COLUMBUS, Ohio — Researchers from Ohio State University said on Thursday that deer in multiple northeast Ohio locations had evidence of antibodies for COVID-19, indicating the deer had been infected by the virus.


What You Need To Know

  • Ohio State researchers found that deer in multiple northeast Ohio locations have been infected with COVID-19

  • Researchers aren’t fully sure how the deer got the virus, but speculate that they could have been infected through wastewater

  • Researchers are also unsure whether the deer can mutate new variants of the virus and spread them back to humans

  • The prevalence of deer with antibodies to the virus was greater near populated neighborhoods

The testing was conducted from January to March 2021, which researchers noted was before the delta variant began widely circulating through Ohio’s human population. The delta variant was not detected in these deer. 

The fact that wild deer can become infected “leads toward the idea that we might actually have established a new maintenance host outside humans,” said Andrew Bowman, associate professor of veterinary preventive medicine at Ohio State and senior author of the paper.

Ohio State officials said a research team took nasal swabs from 360 white-tailed deer in nine northeast Ohio locations. Ohio State said at least three different strains of the virus were found in 129 (35.8%) of the deer sampled.

Prevalence of COVID-19 antibodies were greater among deer sampled near densely populated neighborhoods. 

“The virus could mutate in deer, potentially facilitating transmission of new strains to other species, including humans, or the virus could survive in deer unmutated while it simultaneously continues to evolve in humans, and at some point when humans don’t have immunity to the strains infecting deer, those variants could come spilling back to humans,” Ohio State officials said in a press release.

* * * * * * *

*LIST OF TASKS*
• 1. Answer the following questions using the article on COVID-19 infections in Ohio deer, with each answer on its own line and marked with the matching letter.
(a) How many white-tailed deer did the research team swab, and in how many northeast Ohio locations?
(b) Which variant was not detected in the deer?
(c) What positions does Andrew Bowman hold, according to the article?
• 2. Continue the article on COVID-19 infections in Ohio deer, beginning after its final sentence.

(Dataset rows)
* * * * * * *

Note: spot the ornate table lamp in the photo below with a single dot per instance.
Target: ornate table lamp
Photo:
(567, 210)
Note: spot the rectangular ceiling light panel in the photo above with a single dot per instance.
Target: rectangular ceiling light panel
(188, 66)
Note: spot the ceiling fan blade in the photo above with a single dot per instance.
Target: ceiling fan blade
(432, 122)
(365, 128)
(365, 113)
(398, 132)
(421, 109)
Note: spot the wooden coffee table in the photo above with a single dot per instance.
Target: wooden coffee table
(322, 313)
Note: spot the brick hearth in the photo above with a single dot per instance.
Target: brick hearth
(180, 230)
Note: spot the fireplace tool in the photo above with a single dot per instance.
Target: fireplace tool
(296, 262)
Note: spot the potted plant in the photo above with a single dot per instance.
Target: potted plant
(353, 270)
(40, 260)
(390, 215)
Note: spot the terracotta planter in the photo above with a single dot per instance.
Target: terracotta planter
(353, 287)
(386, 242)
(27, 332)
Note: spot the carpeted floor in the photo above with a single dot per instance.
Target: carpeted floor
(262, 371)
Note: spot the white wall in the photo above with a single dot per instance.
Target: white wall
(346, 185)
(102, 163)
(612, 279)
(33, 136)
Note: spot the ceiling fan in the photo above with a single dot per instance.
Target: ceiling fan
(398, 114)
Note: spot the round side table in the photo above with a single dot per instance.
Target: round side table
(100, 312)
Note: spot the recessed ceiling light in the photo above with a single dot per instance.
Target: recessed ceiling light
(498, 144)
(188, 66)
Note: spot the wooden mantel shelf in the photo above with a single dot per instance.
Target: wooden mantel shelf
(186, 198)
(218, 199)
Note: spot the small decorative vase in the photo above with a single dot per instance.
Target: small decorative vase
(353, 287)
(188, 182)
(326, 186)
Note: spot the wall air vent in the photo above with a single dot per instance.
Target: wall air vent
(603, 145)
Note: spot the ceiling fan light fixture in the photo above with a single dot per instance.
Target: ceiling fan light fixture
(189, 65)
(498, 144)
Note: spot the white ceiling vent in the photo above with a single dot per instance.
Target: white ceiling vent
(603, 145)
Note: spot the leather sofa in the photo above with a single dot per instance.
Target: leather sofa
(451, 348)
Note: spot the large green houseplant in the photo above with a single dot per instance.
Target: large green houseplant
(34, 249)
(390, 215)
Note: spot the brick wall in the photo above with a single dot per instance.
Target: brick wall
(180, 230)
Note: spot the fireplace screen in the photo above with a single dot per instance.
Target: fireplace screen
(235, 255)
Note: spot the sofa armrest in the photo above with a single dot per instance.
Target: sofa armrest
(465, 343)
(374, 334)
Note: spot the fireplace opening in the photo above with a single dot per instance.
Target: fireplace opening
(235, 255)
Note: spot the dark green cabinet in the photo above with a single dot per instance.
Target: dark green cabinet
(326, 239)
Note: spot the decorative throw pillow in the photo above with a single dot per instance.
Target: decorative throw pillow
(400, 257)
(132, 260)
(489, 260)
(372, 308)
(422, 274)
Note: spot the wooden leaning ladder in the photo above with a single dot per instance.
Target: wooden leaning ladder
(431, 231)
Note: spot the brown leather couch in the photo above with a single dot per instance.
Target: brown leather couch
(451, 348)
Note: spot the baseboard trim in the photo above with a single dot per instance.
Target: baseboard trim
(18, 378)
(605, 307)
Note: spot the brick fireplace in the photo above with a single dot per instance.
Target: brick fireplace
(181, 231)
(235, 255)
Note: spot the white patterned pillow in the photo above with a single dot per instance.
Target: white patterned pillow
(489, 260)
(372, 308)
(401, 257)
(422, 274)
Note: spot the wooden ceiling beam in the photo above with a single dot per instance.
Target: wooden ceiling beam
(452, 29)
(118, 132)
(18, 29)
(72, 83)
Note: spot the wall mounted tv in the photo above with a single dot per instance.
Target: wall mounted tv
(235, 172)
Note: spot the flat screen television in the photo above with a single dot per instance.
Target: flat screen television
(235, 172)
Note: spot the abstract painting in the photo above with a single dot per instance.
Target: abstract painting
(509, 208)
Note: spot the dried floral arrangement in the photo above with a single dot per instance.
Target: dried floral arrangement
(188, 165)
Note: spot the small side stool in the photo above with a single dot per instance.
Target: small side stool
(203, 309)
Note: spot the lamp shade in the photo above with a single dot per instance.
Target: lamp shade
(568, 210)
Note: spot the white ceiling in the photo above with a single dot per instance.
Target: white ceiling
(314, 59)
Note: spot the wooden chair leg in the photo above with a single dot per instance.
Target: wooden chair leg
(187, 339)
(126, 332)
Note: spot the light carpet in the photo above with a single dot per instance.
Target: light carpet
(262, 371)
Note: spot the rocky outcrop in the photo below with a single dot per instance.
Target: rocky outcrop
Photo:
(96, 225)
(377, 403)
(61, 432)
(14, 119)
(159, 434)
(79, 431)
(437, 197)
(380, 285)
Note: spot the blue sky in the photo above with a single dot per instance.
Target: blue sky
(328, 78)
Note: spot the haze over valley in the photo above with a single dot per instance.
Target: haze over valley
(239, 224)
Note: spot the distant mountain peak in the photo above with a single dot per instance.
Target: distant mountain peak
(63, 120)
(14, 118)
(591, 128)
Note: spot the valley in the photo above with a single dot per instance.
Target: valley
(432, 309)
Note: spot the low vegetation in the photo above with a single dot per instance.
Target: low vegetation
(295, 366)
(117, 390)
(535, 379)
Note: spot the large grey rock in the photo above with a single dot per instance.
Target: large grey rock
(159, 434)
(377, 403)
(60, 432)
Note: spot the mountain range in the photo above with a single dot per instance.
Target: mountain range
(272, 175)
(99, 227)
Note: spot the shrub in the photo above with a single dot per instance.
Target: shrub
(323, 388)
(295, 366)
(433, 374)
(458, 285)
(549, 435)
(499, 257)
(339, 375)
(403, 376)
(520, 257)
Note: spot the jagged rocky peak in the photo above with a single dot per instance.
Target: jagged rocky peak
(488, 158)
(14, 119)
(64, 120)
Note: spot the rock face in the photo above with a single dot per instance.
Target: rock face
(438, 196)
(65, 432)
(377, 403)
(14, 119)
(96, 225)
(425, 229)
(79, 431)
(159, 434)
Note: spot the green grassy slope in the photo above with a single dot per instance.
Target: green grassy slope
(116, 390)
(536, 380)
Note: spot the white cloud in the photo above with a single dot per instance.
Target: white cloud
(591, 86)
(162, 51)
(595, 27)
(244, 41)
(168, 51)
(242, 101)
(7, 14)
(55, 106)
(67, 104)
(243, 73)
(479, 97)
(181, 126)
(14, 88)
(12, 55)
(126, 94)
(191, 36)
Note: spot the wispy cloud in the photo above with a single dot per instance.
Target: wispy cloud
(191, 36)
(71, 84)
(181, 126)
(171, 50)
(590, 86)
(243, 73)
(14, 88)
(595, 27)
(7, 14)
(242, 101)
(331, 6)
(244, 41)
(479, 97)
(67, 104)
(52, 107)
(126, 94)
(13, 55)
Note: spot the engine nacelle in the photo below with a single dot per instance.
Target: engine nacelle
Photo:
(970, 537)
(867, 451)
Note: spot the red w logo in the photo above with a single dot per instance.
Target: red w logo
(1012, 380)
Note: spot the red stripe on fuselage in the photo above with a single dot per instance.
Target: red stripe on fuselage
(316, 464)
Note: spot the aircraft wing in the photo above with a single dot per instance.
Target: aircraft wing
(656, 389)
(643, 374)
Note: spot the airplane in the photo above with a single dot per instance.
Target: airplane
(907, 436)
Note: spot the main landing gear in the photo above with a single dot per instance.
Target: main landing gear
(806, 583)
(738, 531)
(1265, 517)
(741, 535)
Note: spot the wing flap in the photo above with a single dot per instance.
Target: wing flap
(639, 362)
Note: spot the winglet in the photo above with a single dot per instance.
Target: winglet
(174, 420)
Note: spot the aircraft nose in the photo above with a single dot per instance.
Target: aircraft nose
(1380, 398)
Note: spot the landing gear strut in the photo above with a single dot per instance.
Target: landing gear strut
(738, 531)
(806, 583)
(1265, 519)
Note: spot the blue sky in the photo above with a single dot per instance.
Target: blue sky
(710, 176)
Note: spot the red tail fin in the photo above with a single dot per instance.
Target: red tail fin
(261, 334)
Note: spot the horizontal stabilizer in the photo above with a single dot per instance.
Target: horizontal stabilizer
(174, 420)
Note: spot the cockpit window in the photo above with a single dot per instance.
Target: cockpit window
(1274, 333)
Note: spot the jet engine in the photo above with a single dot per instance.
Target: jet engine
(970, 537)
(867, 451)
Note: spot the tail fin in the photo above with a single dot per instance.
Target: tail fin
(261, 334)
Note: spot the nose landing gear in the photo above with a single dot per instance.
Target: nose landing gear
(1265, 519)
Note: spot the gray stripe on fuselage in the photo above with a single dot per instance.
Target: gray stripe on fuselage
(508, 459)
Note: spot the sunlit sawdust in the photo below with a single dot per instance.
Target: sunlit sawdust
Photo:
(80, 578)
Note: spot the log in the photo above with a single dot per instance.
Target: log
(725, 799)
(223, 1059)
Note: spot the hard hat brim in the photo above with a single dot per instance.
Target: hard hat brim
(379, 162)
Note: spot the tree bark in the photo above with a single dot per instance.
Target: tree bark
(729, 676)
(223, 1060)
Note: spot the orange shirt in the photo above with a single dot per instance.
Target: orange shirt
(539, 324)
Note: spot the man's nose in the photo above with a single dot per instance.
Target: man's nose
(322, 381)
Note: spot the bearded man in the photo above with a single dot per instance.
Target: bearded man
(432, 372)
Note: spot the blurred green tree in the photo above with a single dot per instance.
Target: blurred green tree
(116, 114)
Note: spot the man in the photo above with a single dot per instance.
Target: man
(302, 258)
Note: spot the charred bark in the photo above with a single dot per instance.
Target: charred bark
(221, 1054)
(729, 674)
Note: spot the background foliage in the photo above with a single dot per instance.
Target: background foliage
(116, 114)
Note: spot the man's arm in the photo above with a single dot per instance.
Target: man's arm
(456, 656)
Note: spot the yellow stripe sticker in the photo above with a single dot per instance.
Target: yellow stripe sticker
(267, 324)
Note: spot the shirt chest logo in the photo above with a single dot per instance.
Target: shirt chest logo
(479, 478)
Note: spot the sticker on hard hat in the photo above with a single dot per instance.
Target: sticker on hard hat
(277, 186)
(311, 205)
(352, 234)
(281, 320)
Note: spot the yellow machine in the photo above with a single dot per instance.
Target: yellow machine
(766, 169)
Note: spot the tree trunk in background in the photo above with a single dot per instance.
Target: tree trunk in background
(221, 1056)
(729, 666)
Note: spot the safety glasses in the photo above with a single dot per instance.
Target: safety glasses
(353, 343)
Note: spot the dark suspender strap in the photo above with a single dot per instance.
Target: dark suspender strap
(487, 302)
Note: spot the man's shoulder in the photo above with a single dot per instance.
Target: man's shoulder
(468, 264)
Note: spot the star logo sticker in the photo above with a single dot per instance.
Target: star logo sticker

* * * * * * *

*RESULTS OF THE EXERCISE*
• 1.
(a) The team swabbed 360 white-tailed deer in nine locations.
(b) The delta variant was not detected in the deer.
(c) He is an associate professor of veterinary preventive medicine at Ohio State and the senior author of the paper.

• 2.
While it’s unclear exactly how the deer became infected, researchers speculated that the deer became infected through an environmental pathway, such as drinking contaminated wastewater. OSU researchers noted that COVID-19 samples have been detected in human stool and wastewater. 

“The working theory based on our sequences is that humans are giving it to deer, and apparently we gave it to them several times,” Bowman said. “We have evidence of six different viral introductions into those deer populations. It’s not that a single population got it once and it spread.”

Ohio has an estimated population of 600,000 white-tailed deer. 

According to the Ohio Department of Natural Resources, 79,805 deer were harvested during the state’s deer gun hunting season, which ended on Sunday. Archery hunters have checked 82,145 deer through Sunday, Dec. 19, according to ODNR.

Northeast Ohio is currently among the hardest-hit areas in the U.S. for COVID-19 cases and hospitalizations. Nationwide, Cuyahoga County ranks among the top five places for COVID-19 cases, according to data from the New York Times. The county currently stands at No. 2 with an average of 236 cases per 100,000 people. Lake County is at No. 8 with 152 cases per 100,000 people.